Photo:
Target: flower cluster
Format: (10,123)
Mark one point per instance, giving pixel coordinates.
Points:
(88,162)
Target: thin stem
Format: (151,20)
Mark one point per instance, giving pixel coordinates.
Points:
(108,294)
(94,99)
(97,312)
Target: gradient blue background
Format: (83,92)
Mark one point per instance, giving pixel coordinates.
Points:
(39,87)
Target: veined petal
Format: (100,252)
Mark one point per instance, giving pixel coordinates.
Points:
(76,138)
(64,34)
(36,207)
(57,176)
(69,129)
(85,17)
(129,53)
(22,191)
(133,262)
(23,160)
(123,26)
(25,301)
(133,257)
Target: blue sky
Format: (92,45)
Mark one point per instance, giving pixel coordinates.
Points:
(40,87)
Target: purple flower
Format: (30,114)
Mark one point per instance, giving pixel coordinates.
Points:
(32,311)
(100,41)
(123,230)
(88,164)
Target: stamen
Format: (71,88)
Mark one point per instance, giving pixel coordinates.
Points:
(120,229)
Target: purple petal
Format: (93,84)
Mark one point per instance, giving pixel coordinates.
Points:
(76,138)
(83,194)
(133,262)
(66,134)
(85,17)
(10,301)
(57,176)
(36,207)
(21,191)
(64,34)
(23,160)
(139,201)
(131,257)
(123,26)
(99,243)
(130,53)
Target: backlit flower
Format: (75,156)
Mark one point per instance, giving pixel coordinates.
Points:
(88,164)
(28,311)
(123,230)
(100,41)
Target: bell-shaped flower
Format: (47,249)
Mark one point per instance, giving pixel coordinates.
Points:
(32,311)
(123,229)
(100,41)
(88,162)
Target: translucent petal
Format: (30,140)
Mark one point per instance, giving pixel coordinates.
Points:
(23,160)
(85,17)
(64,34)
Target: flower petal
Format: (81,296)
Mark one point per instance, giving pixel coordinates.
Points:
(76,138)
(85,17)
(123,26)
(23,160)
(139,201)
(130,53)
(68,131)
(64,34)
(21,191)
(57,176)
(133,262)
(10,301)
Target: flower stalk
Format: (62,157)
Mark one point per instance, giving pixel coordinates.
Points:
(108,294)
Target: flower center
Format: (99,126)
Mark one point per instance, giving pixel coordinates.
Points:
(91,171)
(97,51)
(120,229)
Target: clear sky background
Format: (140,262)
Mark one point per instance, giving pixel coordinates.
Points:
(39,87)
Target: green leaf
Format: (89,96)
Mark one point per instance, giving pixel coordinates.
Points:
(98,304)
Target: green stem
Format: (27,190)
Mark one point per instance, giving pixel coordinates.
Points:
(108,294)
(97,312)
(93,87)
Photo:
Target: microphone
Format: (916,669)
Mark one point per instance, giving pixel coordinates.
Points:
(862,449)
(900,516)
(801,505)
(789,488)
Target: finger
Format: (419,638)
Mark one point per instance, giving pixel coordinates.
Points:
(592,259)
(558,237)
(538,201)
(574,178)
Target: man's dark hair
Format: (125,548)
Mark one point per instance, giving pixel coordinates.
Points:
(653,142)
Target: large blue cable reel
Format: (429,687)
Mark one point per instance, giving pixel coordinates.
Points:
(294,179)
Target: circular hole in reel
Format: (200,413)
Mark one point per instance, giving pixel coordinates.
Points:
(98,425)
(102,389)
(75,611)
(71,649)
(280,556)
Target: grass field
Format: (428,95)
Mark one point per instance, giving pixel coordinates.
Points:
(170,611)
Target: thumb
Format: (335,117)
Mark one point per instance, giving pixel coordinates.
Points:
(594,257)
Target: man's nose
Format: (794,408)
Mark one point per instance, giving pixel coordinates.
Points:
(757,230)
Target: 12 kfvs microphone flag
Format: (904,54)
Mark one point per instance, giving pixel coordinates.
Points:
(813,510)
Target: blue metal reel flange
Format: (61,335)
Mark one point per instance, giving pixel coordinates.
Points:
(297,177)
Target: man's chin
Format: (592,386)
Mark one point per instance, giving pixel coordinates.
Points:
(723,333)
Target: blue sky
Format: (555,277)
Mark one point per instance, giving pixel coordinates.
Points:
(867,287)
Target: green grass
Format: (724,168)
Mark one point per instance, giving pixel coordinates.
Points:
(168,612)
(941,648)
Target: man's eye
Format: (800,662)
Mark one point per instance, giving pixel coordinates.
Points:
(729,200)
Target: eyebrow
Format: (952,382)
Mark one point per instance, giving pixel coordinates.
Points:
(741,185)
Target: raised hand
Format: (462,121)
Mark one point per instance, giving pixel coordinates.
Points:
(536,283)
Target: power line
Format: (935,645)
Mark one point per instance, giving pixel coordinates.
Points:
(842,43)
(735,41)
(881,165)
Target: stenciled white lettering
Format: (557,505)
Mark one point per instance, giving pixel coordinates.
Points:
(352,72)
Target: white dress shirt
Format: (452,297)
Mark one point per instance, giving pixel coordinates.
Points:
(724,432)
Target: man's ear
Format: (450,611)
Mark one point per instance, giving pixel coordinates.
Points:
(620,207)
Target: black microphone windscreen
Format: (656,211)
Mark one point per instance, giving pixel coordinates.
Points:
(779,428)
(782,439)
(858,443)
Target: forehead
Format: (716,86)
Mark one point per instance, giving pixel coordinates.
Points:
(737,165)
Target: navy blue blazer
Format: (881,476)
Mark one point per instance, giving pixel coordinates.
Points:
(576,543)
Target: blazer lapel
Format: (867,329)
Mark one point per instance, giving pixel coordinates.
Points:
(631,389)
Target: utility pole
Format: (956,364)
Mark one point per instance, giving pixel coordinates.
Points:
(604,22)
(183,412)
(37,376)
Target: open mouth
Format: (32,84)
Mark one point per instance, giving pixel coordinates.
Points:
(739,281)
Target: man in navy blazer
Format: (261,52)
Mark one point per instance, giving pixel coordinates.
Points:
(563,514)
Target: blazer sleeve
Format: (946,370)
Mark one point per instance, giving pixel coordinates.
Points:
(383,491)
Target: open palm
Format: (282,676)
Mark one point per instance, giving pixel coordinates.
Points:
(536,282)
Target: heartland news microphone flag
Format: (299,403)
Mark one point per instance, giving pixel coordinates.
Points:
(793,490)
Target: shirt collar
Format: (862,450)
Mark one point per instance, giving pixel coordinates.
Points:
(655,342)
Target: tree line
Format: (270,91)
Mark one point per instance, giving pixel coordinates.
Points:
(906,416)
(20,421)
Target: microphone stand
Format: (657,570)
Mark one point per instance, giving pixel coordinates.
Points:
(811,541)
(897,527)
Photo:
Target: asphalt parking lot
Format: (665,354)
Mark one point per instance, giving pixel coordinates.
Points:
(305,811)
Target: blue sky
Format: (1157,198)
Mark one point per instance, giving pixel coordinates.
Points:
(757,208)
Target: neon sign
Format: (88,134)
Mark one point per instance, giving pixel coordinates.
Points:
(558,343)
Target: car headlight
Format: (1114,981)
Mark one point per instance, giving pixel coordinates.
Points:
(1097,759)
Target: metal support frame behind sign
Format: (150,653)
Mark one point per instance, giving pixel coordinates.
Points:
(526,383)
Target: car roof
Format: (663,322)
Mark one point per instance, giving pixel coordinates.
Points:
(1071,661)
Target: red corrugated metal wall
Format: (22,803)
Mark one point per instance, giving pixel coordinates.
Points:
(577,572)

════

Stated goal
Please lay out the lines from the one containing "Target: red corrugated metal wall" through the end of the items as a Markdown table with the columns Row and Item line. Leave out blank lines.

Finished answer
| Row | Item line |
|---|---|
| 1 | Target: red corrugated metal wall |
| 2 | Format: (22,803) |
| 3 | Mark one point per instance, giving pixel coordinates. |
| 4 | Points: |
| 5 | (577,572) |